BEGIN INPUT
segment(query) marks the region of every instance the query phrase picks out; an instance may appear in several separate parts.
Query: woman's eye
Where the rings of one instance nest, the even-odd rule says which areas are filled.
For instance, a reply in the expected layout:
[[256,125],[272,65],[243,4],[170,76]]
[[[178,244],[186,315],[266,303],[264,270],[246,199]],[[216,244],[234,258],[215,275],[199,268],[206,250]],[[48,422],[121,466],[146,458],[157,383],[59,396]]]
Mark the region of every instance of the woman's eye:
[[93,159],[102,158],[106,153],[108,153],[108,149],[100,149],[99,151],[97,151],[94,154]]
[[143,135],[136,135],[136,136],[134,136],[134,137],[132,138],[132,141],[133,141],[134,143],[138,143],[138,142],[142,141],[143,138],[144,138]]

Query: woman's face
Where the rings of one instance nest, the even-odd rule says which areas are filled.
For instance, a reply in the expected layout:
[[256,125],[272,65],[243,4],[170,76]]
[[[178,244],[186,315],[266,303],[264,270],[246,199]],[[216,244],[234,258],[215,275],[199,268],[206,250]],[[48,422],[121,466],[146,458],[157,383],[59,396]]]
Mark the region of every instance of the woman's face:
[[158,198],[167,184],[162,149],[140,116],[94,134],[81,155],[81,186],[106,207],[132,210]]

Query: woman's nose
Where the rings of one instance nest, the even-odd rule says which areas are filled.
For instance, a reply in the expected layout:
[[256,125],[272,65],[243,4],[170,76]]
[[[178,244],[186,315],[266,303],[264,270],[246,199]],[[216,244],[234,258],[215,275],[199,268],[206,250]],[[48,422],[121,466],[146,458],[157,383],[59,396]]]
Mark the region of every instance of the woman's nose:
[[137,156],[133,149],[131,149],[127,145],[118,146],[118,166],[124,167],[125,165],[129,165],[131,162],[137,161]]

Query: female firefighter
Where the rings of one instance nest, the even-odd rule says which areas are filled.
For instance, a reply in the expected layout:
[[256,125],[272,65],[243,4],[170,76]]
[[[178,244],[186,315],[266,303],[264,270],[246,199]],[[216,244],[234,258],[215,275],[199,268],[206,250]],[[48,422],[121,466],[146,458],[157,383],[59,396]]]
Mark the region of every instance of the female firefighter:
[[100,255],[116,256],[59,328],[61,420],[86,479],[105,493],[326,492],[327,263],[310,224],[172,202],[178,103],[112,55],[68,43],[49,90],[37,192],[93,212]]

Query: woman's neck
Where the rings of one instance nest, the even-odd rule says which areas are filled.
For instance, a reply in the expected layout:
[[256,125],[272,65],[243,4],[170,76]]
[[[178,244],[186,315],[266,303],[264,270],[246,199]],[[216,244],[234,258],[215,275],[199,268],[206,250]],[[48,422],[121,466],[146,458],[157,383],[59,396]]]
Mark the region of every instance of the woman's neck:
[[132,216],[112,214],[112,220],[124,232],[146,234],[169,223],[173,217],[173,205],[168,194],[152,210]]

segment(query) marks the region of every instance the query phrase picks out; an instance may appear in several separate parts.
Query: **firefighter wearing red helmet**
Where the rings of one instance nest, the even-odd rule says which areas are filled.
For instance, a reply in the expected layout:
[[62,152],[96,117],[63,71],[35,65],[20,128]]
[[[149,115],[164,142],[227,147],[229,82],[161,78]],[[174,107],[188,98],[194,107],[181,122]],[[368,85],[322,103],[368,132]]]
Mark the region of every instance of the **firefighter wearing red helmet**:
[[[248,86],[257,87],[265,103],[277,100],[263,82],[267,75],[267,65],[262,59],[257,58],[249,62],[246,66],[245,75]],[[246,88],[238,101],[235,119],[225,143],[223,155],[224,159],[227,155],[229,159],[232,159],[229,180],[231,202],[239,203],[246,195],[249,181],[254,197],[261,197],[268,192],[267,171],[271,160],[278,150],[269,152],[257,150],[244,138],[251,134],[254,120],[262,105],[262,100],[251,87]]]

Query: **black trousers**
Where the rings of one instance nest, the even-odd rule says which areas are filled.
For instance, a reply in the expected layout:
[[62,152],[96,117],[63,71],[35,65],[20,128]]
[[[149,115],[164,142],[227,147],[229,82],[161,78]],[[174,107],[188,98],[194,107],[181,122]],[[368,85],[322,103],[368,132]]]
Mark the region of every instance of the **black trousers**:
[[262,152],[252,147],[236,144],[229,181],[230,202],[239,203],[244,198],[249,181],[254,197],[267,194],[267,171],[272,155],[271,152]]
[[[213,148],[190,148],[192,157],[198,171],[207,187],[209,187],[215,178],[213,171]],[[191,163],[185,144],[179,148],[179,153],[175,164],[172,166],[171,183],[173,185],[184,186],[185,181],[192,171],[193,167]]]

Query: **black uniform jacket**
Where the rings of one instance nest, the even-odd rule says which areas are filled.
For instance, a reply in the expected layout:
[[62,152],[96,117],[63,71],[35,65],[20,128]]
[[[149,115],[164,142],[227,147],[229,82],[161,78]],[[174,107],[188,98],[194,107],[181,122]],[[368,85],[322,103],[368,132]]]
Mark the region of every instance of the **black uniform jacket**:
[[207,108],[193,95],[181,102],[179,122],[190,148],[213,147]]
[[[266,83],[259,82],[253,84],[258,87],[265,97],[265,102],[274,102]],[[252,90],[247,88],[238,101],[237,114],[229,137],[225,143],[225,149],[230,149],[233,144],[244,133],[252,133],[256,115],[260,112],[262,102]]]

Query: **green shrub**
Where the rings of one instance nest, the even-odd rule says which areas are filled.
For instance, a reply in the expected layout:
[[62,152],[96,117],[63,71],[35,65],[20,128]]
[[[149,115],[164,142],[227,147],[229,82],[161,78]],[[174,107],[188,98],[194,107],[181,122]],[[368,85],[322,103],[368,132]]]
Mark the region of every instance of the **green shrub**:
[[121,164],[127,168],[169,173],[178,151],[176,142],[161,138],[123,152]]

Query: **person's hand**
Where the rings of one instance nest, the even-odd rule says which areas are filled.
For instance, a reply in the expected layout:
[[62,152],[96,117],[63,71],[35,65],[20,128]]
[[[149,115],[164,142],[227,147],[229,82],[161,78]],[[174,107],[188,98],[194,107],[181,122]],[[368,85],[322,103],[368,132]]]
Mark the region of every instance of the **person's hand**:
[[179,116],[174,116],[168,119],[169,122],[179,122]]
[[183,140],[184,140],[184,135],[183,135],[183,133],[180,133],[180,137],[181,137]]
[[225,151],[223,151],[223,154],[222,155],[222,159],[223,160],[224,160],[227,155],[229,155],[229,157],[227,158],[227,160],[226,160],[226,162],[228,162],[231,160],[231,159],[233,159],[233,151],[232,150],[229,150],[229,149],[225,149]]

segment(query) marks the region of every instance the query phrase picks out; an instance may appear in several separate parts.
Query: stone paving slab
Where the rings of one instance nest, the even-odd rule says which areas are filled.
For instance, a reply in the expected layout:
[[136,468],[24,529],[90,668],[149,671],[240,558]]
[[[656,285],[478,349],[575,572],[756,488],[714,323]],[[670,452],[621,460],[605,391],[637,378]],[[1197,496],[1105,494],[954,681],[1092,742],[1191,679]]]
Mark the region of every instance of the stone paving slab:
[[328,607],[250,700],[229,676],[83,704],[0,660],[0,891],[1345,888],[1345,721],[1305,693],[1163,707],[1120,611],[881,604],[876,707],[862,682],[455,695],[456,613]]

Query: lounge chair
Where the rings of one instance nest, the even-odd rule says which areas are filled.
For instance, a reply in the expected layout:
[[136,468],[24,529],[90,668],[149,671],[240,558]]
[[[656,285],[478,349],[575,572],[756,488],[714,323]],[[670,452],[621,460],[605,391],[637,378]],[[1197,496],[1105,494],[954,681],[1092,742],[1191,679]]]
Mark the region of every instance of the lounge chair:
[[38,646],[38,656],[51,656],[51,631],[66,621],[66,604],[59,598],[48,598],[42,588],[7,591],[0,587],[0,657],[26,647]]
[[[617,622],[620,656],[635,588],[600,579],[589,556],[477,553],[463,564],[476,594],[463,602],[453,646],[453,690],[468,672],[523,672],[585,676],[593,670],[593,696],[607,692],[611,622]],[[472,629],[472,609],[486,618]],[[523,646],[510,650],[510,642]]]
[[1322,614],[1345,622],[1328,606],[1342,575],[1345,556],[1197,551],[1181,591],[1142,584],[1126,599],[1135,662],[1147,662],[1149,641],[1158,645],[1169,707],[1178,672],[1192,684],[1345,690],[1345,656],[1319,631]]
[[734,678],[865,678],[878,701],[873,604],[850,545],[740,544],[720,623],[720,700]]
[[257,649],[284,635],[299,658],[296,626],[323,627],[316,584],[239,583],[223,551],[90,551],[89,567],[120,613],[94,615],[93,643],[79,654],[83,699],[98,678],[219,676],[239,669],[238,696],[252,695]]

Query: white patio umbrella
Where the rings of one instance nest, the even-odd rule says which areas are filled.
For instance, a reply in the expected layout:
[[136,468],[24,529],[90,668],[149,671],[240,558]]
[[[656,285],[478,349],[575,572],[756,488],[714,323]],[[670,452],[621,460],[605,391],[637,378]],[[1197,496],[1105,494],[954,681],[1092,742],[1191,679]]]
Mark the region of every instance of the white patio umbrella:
END INPUT
Starting with the line that contains "Query: white patio umbrella", print each line through the last one in the listing. Include both end lines and add nothing.

Query: white patio umbrella
Where the rings of one instance nest, the even-odd rule says which areas are filled.
For instance, a reply in the expected layout:
[[136,468],[24,529],[90,668],[149,671],[240,558]]
[[[656,285],[478,349],[575,572],[756,488],[714,323]],[[670,452],[621,460],[605,391],[637,378]],[[1197,496],[1105,494],[954,681],[1092,742],[1191,679]]]
Mark the region of every instance of the white patio umbrella:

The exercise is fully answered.